====== Information shown ======

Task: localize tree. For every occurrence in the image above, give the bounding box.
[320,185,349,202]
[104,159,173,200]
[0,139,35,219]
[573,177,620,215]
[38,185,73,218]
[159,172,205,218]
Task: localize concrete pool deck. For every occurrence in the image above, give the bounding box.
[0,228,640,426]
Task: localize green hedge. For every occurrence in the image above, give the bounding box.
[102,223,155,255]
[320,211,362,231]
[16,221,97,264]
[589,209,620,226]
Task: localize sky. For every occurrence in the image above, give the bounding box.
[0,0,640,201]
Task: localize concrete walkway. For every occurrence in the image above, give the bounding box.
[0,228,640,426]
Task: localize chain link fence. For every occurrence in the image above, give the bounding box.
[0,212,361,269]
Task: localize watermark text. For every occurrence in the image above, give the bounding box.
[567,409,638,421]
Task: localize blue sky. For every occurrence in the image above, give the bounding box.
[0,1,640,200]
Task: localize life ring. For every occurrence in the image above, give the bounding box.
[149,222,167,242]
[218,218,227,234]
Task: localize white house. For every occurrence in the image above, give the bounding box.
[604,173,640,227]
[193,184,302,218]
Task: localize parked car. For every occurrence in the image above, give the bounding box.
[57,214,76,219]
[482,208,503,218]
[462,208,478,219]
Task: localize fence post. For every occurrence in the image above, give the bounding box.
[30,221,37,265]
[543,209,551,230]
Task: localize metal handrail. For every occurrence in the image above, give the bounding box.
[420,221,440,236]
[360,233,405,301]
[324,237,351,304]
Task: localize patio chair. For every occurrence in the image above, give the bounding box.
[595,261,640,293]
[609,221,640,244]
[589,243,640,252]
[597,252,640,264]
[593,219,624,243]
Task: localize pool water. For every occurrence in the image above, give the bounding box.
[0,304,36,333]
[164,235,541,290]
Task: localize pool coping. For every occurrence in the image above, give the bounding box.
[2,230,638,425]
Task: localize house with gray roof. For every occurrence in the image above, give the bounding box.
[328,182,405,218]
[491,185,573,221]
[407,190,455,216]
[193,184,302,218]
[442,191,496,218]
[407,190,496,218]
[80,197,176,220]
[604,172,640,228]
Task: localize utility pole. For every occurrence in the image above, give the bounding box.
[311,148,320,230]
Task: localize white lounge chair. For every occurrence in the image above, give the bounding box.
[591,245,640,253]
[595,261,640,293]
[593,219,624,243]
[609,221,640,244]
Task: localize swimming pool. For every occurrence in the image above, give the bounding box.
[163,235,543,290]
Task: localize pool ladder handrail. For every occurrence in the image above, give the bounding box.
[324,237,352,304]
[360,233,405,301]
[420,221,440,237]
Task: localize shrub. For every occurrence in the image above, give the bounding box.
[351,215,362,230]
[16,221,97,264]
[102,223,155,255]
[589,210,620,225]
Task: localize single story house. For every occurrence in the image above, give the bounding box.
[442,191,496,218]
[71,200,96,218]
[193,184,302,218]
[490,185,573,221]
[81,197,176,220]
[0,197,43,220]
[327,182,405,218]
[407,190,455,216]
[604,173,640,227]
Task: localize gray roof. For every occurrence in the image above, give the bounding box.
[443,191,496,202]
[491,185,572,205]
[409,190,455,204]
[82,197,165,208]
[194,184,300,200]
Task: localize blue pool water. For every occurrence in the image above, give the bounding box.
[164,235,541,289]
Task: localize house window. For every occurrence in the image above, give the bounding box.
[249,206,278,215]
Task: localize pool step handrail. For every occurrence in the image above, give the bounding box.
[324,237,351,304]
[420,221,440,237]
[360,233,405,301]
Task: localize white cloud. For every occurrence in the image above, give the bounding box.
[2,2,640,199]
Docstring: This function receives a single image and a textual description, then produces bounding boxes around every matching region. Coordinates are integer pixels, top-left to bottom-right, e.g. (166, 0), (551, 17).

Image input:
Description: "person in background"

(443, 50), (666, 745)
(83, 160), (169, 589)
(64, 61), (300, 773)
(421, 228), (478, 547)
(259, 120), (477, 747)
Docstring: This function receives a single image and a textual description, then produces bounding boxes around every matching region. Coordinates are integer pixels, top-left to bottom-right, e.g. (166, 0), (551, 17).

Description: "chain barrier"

======

▶ [The task]
Resize the data above, starting with the line containing "Task: localize sky." and going on through the line containing "[0,212,361,269]", both included. Write out every line in that span again, changing only the bounding box coordinates in the answers: multiply each by 1.3 and round to whole numbers, with halves rounded up.

▶ [Result for this task]
Task: localize sky. For every occurrence in the image above, give the bounding box.
[0,0,832,261]
Task: localize concrete walkway. For every occurrence in the image above, give the bounding box.
[0,296,832,554]
Task: localize chain link fence. For every occurrence in the image above, give the bounding box.
[0,276,469,350]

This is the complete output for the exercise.